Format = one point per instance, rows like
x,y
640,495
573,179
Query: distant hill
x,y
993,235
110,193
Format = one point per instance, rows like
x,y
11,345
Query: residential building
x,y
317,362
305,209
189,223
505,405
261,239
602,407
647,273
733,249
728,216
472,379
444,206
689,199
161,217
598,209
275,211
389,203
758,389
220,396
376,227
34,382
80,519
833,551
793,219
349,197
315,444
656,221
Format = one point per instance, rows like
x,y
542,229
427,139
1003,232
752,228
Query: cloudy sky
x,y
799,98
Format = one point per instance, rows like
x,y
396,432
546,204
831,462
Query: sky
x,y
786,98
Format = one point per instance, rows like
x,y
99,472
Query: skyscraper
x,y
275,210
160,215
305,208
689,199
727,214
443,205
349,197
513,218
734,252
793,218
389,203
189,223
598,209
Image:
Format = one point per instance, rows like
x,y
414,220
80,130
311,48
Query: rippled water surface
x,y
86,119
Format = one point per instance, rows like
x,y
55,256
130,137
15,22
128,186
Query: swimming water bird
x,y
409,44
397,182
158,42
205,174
= = =
[Description of the task]: Would you write down every record again, exactly?

[Exercise solution]:
Format = one point per instance, rows like
x,y
640,495
573,179
Query: distant hill
x,y
993,235
110,193
Format = one point per instance, rows like
x,y
11,345
Query: residential building
x,y
317,362
305,209
189,223
505,405
261,239
602,407
647,273
733,249
728,216
472,379
444,206
689,199
161,217
598,209
275,211
389,203
758,389
220,396
376,227
34,382
80,519
833,551
793,219
349,197
315,444
656,221
Format = one point per instance, rows like
x,y
542,229
427,139
1003,232
752,228
Query: cloudy sky
x,y
799,98
Format = one point per instance, rows like
x,y
396,432
546,204
831,462
Query: sky
x,y
786,98
Format = one point per instance, rows like
x,y
99,472
Query: skyscraper
x,y
275,210
160,215
305,208
689,199
727,214
443,205
349,197
513,218
734,252
793,218
389,203
189,223
598,209
Image:
Format = one point per instance, rows like
x,y
414,220
80,130
311,48
Query: rippled water surface
x,y
86,119
Format = one point per instance, rows like
x,y
55,256
130,137
15,22
128,186
Query: swimming water bird
x,y
409,44
397,182
158,42
205,174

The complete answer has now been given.